» Given text:

In Siegfried Sassoon's Memoirs of a Fox-Hunting Man, Sassoon writes "The air was Elysian with early summer". Its use in this context could be prolepsis, as the British countryside he is describing would become the burial ground of his dead comrades and heroes from World War I.

Elysium is referenced in the Schiller poem which inspired Beethoven's "Ode to Joy" (9th symphony, 4th movement) - notably in the excerpt used as the European Anthem. Elysium is also referenced in Mozart's opera Die Zauberflöte (The Magic Flute). It is in Act II when Papageno is feeling very melancholy because he does not have a sweetheart or wife and he is drunk singing the song "Ein Mädchen oder Weibchen" (A Girl or a Wife).

The 2012 opera "Dolls of New Albion", written by Paul Shapera, and its sequels, reference Elysium as an afterlife somewhat accessible to the living, though the living in Elysium are hunted by horrid creatures who guard Elysium.

Books

In David Gemmell's Parmennion series (Lion of Macedon and Dark Prince) and his Troy trilogy, his characters refer to Elysium as the "Hall of Heroes". 

In Masami Kurumada's mythologically themed Saint Seiya comic books, the Elysium is the setting of the final chapters of the Hades arc. In it, the Saints, the warriors of Athena's army, traverse the Underworld to defeat its ruler, the ruthless Hades and rescue their kidnapped goddess. The Saints discover that the only way to kill Hades is to destroy his true body, which has rested in Elysium since the ages of myth. The Saints then invade Elysium, which Kurumada depicts as described in Greek mythology, and carry on their mission after a difficult battle with the deity.

In the novel, This Ruler, the story takes place at Elysium Hills High School. It is a reference to the mythology that surrounds American education and in particular high school. It also alludes to the teenagers, in the book, being Greek heroes.

Film and television
For example, Elysium is briefly mentioned in Ridley Scott's film Gladiator, wherein the general Maximus addresses his troops thus: "If you find yourself alone, riding in the green fields with the sun on your face, do not be troubled. For you are in Elysium, and you're already dead!" In Hercules: The Legendary Journeys and its spin-off Xena: Warrior Princess, the actual Elysian Fields appears several times as a happy afterlife, with the families of the title characters dwelling there; Heaven appears as a separate location in the same universe. The name Elysium was used in a Star Trek novel, Before Dishonor, as the name of the fourth moon of Pluto.

The 2013 dystopian film Elysium, starring Matt Damon used the name Elysium to describe the orbital space station of luxury that the rich live on in contrast to the ravaged Earth that the poor live on.

Videogames
Elysium is the name of the setting from the 1997 video game Mega Man Legends and its sequel where its a gigantic space colony that homes the last vestiges of humanity and most of the events of the story either occur or revolve around.

» Exercise prompt: Resume the text on references to Elysium in music, books, film and games, starting right after its last sentence. The rows have nothing to do with this.

» Provided material:

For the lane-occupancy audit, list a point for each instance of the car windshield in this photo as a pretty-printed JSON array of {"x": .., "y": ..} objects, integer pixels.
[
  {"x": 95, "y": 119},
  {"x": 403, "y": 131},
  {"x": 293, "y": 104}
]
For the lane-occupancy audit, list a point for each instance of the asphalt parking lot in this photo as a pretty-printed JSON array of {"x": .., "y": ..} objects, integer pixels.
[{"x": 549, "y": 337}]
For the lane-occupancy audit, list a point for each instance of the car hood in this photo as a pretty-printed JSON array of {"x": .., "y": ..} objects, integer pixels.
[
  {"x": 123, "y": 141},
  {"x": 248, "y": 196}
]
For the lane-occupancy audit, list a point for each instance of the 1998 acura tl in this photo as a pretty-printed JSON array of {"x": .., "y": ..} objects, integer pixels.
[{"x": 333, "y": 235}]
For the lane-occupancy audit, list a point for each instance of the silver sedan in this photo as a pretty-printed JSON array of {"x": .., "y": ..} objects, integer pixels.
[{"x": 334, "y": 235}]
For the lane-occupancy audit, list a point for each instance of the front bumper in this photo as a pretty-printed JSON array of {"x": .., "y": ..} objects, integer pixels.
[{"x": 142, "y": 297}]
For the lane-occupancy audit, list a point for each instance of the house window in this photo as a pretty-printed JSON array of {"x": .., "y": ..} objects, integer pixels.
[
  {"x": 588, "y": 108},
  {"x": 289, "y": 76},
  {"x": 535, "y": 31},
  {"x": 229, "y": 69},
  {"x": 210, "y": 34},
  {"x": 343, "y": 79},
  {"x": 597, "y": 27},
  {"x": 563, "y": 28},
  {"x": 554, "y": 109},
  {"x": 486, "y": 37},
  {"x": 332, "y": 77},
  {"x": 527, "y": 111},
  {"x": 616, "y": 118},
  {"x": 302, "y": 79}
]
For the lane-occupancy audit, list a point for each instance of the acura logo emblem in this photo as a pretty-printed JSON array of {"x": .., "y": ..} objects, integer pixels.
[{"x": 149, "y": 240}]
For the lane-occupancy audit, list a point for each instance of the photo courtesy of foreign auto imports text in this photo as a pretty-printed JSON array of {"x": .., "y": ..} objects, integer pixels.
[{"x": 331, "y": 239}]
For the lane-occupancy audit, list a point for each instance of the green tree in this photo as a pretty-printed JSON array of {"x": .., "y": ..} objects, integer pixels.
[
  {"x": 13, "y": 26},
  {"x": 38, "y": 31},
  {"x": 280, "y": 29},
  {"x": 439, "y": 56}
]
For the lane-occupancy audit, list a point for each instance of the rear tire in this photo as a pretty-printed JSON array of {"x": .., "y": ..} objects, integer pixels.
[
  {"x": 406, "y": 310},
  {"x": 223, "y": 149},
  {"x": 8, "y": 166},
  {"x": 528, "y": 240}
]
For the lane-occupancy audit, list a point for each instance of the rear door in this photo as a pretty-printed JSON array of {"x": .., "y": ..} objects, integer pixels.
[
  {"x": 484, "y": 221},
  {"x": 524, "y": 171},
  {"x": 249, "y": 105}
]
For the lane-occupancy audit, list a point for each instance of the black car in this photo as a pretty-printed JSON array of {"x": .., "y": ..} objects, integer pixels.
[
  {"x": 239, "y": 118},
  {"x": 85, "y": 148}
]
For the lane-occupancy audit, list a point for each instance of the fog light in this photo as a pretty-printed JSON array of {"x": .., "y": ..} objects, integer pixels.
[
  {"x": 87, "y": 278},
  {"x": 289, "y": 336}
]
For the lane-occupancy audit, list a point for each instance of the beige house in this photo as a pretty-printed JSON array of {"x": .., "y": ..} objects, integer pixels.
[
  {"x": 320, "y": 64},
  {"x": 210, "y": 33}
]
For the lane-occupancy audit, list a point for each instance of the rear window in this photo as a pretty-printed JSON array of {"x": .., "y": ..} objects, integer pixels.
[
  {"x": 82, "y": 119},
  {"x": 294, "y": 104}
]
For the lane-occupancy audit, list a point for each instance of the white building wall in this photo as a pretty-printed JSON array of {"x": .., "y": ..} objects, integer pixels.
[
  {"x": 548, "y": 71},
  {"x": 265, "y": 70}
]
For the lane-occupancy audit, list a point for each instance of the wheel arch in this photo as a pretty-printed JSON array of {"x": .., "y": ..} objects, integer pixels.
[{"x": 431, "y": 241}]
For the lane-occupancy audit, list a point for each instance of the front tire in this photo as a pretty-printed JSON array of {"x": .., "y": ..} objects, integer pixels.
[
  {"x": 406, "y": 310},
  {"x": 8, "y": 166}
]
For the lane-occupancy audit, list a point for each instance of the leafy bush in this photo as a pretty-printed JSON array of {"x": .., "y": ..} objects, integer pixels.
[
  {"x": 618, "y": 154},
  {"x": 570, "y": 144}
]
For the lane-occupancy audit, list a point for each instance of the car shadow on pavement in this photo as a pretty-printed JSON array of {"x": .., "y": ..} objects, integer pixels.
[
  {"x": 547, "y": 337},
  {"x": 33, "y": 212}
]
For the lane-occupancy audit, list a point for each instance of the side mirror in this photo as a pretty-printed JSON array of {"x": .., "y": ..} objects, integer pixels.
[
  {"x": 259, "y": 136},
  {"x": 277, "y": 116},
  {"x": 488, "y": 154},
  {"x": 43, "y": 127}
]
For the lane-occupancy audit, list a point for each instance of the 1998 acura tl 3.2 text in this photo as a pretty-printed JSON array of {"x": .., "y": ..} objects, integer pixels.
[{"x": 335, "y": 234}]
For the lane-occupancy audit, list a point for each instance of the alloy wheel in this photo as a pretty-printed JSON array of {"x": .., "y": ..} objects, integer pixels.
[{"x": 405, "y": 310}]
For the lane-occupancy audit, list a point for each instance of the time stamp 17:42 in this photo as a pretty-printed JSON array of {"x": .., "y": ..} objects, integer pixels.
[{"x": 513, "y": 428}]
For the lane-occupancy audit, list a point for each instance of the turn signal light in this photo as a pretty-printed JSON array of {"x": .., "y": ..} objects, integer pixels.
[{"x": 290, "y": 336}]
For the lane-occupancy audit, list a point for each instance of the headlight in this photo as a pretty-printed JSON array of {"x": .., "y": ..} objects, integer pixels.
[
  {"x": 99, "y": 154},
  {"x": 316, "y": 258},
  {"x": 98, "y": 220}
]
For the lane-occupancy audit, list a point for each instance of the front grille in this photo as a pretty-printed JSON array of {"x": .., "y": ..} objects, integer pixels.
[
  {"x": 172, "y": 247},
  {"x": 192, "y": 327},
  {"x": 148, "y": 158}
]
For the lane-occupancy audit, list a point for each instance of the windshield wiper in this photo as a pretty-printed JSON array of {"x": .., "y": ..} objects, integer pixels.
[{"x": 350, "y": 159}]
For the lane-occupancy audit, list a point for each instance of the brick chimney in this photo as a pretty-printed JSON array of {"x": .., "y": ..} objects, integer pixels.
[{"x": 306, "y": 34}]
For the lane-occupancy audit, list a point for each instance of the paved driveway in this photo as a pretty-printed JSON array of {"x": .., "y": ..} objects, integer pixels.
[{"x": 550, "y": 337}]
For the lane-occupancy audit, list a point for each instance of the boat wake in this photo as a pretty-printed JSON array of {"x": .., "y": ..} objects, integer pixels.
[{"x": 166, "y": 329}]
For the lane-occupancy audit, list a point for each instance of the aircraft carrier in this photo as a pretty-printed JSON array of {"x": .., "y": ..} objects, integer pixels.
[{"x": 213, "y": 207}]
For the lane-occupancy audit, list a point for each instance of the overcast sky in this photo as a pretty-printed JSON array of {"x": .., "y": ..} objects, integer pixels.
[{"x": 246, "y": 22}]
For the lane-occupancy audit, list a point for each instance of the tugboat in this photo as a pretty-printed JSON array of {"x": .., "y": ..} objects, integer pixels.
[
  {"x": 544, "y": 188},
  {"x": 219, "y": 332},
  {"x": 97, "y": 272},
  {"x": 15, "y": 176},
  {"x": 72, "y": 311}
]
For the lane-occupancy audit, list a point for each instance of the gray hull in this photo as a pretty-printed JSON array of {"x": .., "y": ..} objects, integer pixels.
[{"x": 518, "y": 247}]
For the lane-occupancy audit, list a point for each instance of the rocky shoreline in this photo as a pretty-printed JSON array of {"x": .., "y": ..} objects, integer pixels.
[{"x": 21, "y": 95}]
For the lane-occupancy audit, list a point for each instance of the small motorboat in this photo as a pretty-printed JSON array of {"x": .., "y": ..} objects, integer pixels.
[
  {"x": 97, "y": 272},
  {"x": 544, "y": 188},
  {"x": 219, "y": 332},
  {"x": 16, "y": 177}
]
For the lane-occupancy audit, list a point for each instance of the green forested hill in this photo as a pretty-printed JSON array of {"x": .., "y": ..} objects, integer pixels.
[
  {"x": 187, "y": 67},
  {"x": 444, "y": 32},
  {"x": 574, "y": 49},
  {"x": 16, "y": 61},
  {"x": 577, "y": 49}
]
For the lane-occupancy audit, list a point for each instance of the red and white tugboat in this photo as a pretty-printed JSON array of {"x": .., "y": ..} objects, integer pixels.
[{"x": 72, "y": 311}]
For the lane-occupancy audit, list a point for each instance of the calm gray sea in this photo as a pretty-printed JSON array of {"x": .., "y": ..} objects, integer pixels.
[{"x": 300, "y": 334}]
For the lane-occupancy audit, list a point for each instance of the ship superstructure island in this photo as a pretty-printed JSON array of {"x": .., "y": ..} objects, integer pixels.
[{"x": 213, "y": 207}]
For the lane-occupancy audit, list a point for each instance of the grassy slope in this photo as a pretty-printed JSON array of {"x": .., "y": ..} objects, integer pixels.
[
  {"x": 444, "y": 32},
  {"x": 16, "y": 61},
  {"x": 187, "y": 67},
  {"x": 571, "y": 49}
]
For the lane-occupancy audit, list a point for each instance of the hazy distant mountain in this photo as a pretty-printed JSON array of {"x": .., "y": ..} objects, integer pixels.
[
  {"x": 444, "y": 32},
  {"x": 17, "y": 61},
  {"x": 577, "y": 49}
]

» Final result:
In the 2017 video game Xenoblade Chronicles 2, Elysium is presented as the location in the land of Alrest, shown as a paradise with lush green fields overlooking a small town. In the final chapter of the game, Elysium is revealed to be the name of a space habitat. The characters later discover Earth and name it Elysium.

Elysium appears in the Fate of Atlantis DLC of the 2018 video game, Assassins Creed: Odyssey. In the first part of this DLC, The Fields of Elysium, the misthios travels to Elysium which is ruled by members of the precursor civilisation known as the Isu which were then worshipped as the gods of the Greek pantheon.

In the 2020 video game Hades, Elysium is the third of four levels (known as biomes) that the protagonist, Zagreus, must traverse in his attempts to escape the Underworld. In the game, Elysium is an ethereal realm where Zagreus defeats the spirits of dead warriors, who endlessly fight one another for glory. The exit to Elysium is guarded by a team composed of Theseus, King of Athens, and the Minotaur, known in the game as "Asterius, Bull of Minos," who together serve as the biome's final boss.

In 2021, the video game Honkai Impact 3rd added a roguelike gameplay mode called Elysian Realm. The player follows the character of Raiden Mei as she visits the Realm, known as the underworld where the memories of the last thirteen Flame-Chasers of the Previous Era rest.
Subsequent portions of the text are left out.